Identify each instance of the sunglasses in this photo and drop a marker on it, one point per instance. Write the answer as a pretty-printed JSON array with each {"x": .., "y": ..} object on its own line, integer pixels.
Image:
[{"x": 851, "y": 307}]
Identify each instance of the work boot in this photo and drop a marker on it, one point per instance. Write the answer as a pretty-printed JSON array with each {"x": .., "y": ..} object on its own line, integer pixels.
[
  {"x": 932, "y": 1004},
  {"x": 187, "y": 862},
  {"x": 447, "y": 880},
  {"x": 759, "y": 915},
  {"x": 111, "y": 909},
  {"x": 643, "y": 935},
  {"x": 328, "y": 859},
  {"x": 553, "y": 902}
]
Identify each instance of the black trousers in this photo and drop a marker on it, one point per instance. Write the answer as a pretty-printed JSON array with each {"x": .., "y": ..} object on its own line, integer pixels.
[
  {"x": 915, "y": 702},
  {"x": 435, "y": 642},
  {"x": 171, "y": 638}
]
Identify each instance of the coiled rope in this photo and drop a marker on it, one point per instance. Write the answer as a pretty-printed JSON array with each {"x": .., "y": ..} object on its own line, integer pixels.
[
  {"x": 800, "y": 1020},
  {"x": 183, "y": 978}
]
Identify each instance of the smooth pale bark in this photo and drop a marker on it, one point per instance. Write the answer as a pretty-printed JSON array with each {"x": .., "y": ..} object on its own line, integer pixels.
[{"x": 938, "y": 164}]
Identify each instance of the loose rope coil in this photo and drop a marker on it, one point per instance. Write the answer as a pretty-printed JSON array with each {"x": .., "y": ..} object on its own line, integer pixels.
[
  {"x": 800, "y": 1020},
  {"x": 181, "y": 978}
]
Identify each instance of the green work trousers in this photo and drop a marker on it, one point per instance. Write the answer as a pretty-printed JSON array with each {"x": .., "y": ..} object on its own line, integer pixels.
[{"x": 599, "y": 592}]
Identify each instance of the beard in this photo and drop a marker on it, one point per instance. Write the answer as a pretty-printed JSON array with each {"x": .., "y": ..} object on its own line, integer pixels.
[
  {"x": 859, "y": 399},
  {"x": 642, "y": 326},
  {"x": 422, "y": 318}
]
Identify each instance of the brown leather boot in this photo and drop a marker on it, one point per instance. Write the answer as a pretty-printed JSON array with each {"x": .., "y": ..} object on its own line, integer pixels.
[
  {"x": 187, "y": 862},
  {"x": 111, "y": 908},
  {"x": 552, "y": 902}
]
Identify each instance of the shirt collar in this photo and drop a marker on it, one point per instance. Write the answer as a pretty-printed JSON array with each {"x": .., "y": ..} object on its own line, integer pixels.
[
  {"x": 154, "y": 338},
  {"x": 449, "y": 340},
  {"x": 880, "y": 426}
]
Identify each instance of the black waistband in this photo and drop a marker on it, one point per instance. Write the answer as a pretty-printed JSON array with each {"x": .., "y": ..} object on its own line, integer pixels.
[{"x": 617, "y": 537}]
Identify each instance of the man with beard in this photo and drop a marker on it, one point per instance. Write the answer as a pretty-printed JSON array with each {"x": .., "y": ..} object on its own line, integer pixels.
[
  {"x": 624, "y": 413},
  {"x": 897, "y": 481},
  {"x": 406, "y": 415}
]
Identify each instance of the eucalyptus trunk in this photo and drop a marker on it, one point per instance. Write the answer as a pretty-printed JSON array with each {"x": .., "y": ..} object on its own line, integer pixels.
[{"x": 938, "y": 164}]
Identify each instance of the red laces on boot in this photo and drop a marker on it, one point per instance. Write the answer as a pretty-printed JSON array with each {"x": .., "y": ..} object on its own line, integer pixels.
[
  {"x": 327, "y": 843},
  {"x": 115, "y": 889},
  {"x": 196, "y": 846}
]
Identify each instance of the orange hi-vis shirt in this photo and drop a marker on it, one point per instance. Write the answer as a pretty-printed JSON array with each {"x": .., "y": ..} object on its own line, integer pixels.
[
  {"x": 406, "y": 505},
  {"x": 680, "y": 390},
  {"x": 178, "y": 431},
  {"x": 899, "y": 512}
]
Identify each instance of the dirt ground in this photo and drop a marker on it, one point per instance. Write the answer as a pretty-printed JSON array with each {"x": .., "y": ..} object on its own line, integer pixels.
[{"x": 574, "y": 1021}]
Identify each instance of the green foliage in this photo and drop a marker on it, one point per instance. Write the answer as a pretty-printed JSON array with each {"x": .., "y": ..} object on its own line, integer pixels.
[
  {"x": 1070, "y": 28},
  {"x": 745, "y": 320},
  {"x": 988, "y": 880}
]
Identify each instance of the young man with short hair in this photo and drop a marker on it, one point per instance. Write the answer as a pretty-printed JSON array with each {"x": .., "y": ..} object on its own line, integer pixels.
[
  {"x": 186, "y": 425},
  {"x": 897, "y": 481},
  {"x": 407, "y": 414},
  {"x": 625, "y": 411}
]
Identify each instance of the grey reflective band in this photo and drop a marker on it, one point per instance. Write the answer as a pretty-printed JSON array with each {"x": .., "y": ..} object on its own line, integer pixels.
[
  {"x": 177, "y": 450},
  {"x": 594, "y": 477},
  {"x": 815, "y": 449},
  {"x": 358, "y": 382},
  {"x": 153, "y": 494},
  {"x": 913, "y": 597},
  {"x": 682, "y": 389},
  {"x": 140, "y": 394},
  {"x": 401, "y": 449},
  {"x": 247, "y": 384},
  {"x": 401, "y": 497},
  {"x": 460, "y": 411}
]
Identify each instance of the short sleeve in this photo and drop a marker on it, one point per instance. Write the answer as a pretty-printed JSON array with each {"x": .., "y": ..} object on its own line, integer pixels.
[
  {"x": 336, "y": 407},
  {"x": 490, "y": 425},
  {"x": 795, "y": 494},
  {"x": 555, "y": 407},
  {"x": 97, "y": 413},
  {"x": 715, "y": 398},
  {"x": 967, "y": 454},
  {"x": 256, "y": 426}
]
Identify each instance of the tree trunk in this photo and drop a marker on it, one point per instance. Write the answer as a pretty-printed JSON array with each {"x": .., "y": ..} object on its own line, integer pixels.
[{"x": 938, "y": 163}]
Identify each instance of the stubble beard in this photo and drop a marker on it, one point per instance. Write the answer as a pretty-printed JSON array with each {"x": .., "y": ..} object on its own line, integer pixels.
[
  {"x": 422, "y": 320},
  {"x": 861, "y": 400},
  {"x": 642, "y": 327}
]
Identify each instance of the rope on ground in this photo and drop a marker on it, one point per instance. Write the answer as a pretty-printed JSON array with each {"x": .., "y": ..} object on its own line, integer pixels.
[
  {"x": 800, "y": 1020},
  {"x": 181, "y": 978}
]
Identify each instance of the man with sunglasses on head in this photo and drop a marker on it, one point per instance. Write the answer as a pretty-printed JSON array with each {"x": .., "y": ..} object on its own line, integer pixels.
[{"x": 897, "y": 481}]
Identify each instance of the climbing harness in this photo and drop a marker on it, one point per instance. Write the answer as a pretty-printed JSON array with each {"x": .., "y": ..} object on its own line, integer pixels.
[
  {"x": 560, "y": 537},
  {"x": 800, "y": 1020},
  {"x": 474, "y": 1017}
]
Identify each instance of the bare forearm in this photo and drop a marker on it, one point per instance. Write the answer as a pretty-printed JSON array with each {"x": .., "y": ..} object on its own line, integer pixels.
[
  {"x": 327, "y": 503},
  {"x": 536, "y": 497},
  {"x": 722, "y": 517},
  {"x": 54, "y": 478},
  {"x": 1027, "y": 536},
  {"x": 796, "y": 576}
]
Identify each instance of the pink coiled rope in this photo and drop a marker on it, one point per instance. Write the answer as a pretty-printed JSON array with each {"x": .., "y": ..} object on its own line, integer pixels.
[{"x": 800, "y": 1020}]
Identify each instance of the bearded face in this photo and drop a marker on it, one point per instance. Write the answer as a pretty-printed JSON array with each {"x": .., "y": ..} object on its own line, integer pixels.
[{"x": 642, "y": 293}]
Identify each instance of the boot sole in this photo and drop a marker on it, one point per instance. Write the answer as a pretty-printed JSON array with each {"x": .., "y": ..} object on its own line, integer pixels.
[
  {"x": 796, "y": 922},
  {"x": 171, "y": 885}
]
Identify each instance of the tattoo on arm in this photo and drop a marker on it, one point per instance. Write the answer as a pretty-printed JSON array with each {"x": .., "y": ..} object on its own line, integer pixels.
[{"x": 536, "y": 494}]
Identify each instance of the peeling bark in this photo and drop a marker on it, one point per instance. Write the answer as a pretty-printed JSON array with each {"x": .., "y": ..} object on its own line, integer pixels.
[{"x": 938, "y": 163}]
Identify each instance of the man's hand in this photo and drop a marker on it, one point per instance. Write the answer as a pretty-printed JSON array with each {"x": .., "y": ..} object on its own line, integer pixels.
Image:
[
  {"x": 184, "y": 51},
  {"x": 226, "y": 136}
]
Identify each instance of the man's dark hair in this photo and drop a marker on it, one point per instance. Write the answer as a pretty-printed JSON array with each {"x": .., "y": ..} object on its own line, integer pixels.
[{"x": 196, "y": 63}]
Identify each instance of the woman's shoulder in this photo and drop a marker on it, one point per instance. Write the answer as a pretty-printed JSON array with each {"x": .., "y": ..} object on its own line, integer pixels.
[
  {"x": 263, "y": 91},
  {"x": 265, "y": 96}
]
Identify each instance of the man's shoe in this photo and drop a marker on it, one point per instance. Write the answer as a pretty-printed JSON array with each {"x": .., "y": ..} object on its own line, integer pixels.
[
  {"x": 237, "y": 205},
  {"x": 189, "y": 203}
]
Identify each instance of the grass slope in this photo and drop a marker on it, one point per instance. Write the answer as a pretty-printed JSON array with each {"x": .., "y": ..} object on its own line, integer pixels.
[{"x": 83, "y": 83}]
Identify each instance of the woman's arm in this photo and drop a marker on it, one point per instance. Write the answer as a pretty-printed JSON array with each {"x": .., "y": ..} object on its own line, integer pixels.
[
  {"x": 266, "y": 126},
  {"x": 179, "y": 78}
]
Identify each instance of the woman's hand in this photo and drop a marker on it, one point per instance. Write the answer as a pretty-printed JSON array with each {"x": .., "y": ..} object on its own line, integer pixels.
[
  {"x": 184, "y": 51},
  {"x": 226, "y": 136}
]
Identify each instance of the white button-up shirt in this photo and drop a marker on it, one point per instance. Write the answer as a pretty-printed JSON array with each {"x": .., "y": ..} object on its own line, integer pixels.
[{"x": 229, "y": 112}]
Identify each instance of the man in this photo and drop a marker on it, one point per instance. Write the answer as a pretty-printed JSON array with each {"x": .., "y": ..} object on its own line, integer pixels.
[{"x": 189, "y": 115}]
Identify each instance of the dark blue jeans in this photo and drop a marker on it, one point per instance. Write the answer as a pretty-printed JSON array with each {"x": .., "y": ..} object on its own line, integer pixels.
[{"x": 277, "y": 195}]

What you should do: Return, unchanged, each line from the line containing "Identify each instance of the woman's arm" through the last line of the material.

Exercise answer:
Identify each instance of the woman's arm in this photo and drop a marker on it, one point per instance. Write the answer as a pretty-printed JSON array with each {"x": .., "y": ..} object on its own line, integer pixels.
[
  {"x": 266, "y": 126},
  {"x": 179, "y": 78}
]
Identify each instance of the woman's hand in this photo and drop a marker on it, one point per instance. Write the answer as a pretty-printed JSON array with each {"x": .., "y": ..} object on its own line, integer pixels.
[
  {"x": 184, "y": 51},
  {"x": 226, "y": 136}
]
Identify each instance of the white button-up shirt in this photo and drop a marker on it, one point per instance. Write the answer as a pretty-printed JSON array with each {"x": .., "y": ..} object on its own line, integer pixels.
[{"x": 229, "y": 112}]
Identify each instance of the man in this photo and drop a marker on it, one point per instance. Write the answer as a pretty-printed JSON array with each {"x": .., "y": ..} object on its own line, integer pixels.
[{"x": 189, "y": 115}]
Identify each instance of the dark blue jeans in this photo and drop a marker on it, one point per instance. Write the answer as a pretty-printed JSON array with each {"x": .., "y": ..} object on its own line, integer pixels.
[{"x": 277, "y": 195}]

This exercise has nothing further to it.